## Exercise goal
From the entries that follow, copy every line with the word "below".

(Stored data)
——
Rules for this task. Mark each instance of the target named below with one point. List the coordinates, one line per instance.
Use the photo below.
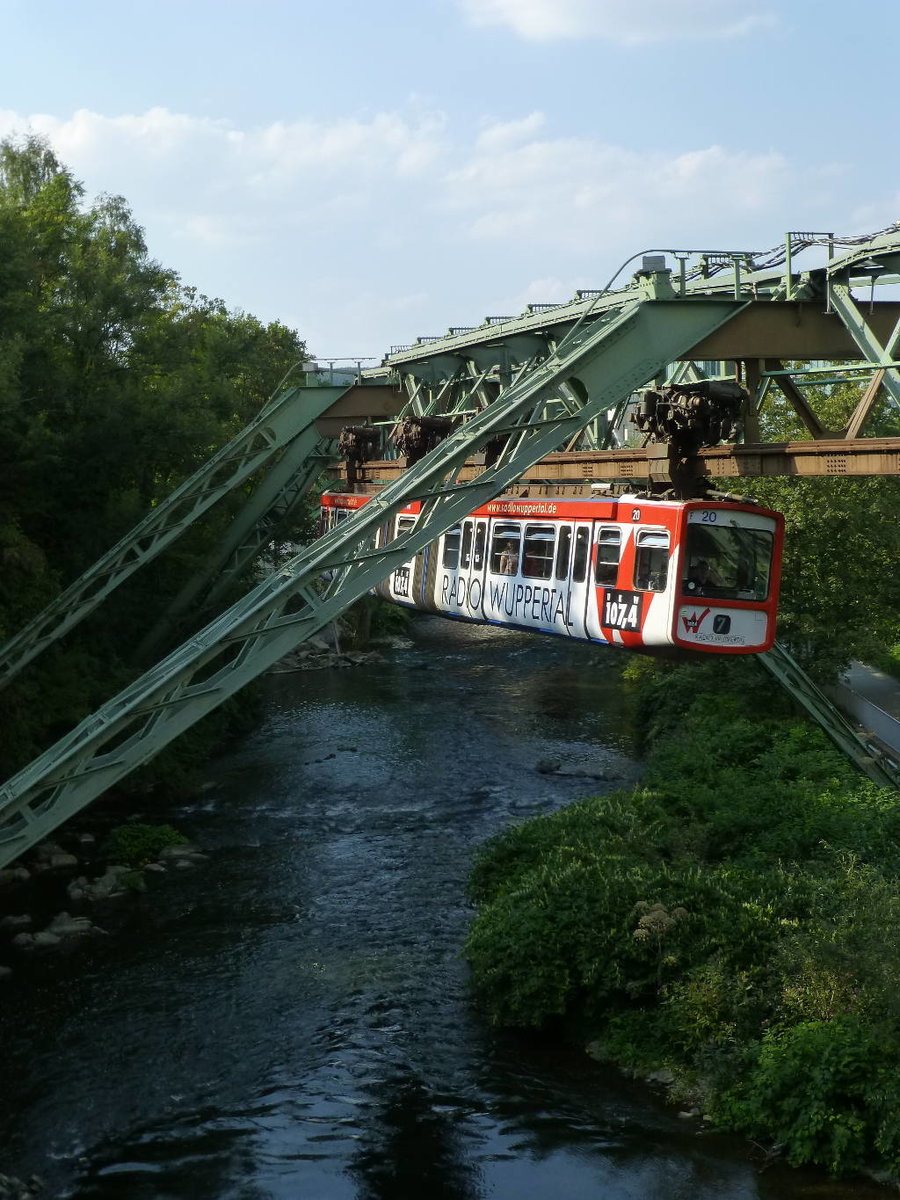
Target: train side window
(505, 546)
(651, 561)
(466, 552)
(580, 562)
(539, 547)
(451, 549)
(478, 556)
(609, 551)
(564, 551)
——
## Task result
Rules for this task. Mark each instance of the target named below with one point. List the coordinates, one line per instance.
Use the photo below.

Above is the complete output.